**Extract to read:**
- Opening Delimiter -
Wednesday, 1 May 2024

Opinion | Don’t Minimize the Health Risks of Lyme Disease

To the Editor:

Re “My Son Got Lyme Disease. He’s Totally Fine” (Well, nytimes.com, June 27):

It took five years from my first Lyme-related emergency room visit to diagnosis, during which time the disease spread to my brain, heart, lungs, central nervous system and nearly every tissue in my body.

By 2016, I was sleeping 18 to 20 hours a day, had lost feeling in my hands and feet, and was so cognitively impaired that I had trouble reading a dinner menu or speaking in complete sentences.

I was an engineering student at Dartmouth who could no longer figure out the difference between an inch, a centimeter and a millimeter.

Lyme is a complex, multisystemic infectious disease, and to take one person’s experience as fact is a vast oversimplification. If you knew one person who had a melanoma removed, would you publish an article saying that all cancer is “easily treated and cured”?

While I respect The Times’s right to publish personal opinion pieces, sharing this particular article was dangerous.

It not only ignores research from top medical institutions like Johns Hopkins about the persistence of Lyme disease, but also invalidates the experience of thousands struggling with Lyme and actively works against legislation being enacted to fight this disease.

Sarah Young
New York

To the Editor:

Apoorva Mandavilli celebrates her son’s recovery from Lyme disease. But while the vast majority of those diagnosed with Lyme and other tick-borne diseases are cured with antibiotics, up to 20 percent of more than 427,000 newly diagnosed Americans go on each year to suffer devastating long-term chronic effects — even if they are treated early, like her son.

These patients can become afflicted with neurocognitive disorders, disabling fatigue, extreme joint pain, heart problems and so on. Sadly, with their lives severely disrupted if not destroyed, too many commit suicide. A recent study published by the journal BMC Public Health predicts the number of people suffering post-treatment Lyme could increase to almost two million by 2020.

Rather than minimizing the risks of Lyme disease by stating it is easy to diagnose and easy to cure — which is not the case — and lulling the public into a false sense of security, let’s pull together to address the great public health risk that irrefutably exists.

Robert Kobre
Scott Santarella
Stamford, Conn.
The writers are, respectively, chairman and chief executive of the Global Lyme Alliance.
- Closing Delimiter -
**Task 1:**
Answer these questions about the Lyme disease letters:
(a) How long did it take Sarah Young to get a diagnosis after her first Lyme-related emergency room visit?
(b) What share of newly diagnosed Americans go on to suffer long-term chronic effects, according to the second letter?
(c) What positions do Robert Kobre and Scott Santarella hold at the Global Lyme Alliance?
**Task 2:** Print the passage of the Lyme disease letters starting with "Sarah Young" and going on through "like her son.".
**Task 3:** Can you condense the paragraph of the Lyme disease letters beginning "These patients can become afflicted" into a short list that keeps its main facts?

**Supplied entries:**
- Opening Delimiter -
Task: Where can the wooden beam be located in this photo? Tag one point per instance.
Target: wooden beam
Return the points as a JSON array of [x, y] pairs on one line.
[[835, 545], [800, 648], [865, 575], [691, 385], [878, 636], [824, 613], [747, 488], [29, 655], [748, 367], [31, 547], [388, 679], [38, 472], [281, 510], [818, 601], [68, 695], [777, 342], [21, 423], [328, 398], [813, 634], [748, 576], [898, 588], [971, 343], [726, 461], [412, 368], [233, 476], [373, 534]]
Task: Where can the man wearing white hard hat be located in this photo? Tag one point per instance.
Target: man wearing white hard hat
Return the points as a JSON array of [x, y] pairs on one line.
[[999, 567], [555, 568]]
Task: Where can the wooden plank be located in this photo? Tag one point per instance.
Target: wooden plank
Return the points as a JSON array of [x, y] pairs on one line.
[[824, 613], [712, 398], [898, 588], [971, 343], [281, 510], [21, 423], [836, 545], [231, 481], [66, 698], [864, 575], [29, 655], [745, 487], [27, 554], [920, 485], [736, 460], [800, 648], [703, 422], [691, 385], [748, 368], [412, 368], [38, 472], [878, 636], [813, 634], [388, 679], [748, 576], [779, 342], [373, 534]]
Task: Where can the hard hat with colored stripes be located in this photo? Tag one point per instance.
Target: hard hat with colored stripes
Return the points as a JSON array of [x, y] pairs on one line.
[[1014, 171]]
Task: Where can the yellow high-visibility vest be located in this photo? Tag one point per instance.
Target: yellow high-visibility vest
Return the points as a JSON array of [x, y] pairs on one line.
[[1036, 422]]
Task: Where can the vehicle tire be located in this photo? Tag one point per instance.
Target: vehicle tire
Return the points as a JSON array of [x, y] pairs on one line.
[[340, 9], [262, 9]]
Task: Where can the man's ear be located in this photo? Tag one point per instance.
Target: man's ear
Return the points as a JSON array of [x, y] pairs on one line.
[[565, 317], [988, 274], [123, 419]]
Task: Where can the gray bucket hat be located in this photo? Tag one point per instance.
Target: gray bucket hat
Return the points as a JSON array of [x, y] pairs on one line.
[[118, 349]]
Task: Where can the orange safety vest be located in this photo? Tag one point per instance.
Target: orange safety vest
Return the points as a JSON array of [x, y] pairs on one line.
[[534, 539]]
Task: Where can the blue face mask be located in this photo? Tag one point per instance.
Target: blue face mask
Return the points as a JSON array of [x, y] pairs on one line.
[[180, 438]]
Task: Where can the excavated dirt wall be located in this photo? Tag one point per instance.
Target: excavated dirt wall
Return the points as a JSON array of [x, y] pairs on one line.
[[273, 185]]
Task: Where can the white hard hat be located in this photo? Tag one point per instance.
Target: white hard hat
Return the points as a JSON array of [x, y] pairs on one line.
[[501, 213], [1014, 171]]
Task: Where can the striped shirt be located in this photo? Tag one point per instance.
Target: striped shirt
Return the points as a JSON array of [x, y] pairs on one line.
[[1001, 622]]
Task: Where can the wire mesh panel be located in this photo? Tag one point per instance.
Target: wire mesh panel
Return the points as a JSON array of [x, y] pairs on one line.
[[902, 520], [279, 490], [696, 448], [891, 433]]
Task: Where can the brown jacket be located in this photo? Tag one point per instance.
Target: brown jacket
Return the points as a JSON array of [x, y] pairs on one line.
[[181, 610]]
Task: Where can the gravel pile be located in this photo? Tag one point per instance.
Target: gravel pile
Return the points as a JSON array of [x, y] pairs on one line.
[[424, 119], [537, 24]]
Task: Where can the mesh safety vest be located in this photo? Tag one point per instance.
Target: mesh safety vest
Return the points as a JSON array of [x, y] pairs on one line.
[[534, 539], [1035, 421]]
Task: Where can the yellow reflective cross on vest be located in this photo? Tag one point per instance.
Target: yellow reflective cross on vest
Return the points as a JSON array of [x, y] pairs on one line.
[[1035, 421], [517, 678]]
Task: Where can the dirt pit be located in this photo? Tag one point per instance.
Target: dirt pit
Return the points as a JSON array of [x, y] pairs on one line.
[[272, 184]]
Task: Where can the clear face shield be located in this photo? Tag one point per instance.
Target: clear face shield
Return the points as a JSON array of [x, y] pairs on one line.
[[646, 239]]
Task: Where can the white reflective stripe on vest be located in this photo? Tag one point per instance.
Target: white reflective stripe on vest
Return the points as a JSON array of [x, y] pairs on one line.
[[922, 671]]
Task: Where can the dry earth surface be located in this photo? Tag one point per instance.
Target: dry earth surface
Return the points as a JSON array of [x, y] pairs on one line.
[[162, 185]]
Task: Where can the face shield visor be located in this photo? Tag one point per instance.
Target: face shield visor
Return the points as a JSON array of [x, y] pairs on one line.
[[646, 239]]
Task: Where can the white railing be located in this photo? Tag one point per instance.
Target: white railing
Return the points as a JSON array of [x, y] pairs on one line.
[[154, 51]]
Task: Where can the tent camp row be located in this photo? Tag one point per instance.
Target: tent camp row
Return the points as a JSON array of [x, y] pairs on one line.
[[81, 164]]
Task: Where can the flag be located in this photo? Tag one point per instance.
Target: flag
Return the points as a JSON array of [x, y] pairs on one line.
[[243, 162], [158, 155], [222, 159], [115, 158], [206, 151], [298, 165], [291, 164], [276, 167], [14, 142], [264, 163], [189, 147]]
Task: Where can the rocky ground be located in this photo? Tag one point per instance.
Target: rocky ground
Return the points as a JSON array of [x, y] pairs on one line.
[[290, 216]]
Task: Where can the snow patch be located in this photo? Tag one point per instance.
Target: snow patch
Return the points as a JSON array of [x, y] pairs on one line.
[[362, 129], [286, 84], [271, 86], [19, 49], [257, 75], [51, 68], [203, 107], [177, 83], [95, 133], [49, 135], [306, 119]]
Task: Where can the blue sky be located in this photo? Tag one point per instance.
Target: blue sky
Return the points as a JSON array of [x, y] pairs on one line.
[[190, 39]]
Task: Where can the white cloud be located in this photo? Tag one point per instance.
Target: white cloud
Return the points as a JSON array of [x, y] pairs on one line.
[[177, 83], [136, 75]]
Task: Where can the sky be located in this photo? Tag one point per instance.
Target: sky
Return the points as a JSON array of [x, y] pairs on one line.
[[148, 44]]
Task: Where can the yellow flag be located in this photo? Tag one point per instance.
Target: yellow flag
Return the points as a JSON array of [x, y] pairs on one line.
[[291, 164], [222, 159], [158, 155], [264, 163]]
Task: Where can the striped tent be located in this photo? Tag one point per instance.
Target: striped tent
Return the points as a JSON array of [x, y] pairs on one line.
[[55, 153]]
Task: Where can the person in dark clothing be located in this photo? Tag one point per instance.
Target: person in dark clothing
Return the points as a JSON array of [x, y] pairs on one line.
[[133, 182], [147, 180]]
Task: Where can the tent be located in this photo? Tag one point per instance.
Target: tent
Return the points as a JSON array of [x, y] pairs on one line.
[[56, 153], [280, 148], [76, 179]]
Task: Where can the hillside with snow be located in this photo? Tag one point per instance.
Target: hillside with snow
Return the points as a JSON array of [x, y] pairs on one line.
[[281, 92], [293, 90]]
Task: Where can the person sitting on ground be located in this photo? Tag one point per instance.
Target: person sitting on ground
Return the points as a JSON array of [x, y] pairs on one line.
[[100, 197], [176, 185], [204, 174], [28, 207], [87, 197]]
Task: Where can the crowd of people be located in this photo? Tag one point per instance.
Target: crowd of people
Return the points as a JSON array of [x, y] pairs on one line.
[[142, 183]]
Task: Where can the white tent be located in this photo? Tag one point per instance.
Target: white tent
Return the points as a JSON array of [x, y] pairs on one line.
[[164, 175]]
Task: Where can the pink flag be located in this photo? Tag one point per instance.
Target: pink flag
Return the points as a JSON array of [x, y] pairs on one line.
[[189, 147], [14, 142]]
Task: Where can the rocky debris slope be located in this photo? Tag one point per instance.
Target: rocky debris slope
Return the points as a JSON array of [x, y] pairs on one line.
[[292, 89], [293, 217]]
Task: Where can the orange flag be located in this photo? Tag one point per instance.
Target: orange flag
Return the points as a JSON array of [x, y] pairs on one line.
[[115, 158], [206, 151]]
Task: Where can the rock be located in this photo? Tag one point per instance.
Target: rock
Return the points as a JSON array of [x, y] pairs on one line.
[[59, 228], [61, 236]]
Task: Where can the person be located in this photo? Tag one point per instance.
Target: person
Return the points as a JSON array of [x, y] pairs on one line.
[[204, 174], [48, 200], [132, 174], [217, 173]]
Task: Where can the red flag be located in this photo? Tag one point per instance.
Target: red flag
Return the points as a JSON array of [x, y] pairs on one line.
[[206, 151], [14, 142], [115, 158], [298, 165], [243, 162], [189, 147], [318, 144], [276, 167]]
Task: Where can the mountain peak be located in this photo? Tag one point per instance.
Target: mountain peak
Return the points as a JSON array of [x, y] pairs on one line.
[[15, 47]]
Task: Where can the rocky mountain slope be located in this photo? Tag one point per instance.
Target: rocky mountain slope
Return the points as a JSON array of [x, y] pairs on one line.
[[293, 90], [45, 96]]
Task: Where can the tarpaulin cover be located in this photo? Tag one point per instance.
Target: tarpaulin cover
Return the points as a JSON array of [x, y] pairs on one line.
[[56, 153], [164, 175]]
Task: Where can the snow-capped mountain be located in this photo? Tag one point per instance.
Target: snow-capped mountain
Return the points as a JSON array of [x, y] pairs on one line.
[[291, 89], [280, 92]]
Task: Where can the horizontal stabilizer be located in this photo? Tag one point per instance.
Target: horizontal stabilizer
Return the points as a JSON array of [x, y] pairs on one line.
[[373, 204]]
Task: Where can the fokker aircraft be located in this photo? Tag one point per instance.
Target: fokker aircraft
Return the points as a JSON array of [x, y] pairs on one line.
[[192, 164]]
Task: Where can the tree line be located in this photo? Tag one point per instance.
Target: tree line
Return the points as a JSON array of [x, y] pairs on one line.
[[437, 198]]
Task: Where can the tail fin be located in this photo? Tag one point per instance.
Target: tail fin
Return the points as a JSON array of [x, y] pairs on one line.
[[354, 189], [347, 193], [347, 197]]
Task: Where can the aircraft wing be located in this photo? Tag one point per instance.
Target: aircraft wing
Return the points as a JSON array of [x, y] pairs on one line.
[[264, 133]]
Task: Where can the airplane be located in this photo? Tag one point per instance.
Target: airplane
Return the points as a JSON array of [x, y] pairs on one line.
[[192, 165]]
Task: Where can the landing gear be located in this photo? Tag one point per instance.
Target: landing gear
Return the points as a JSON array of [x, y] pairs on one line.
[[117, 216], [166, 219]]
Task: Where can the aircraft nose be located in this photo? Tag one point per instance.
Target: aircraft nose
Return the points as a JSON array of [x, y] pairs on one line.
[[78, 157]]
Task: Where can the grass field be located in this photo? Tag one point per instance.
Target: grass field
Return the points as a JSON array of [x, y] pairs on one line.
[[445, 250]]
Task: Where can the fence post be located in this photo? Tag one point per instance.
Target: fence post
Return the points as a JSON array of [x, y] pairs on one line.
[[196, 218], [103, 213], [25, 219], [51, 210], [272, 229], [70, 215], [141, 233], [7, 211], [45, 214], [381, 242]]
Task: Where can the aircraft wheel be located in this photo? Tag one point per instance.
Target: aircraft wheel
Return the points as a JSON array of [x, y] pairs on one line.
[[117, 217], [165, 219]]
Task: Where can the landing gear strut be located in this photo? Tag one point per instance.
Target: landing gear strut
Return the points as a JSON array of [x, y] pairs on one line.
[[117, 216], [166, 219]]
- Closing Delimiter -
**Written response 1:**
(a) Five years.
(b) Up to 20 percent.
(c) Robert Kobre is chairman, and Scott Santarella is chief executive.

**Written response 2:**
Sarah Young
New York

To the Editor:

Apoorva Mandavilli celebrates her son’s recovery from Lyme disease. But while the vast majority of those diagnosed with Lyme and other tick-borne diseases are cured with antibiotics, up to 20 percent of more than 427,000 newly diagnosed Americans go on each year to suffer devastating long-term chronic effects — even if they are treated early, like her son.

**Written response 3:**
- Patients may develop neurocognitive disorders, disabling fatigue, extreme joint pain and heart problems.
- Their lives are severely disrupted or destroyed, and too many commit suicide.
- A study in BMC Public Health predicts that the number of people with post-treatment Lyme could rise to almost two million by 2020.